**** Input data

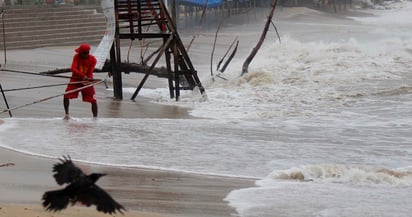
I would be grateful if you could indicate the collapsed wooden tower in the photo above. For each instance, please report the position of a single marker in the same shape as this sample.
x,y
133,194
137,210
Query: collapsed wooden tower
x,y
149,19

********

**Your task**: Give back each of the records above word for word, apart from the pictures.

**Written solution**:
I would be grateful if you could indicate the collapsed wooden tower in the photo above. For each instance, please report the position of a single marker in the same shape as this sample.
x,y
133,194
137,210
Query: collapsed wooden tower
x,y
149,19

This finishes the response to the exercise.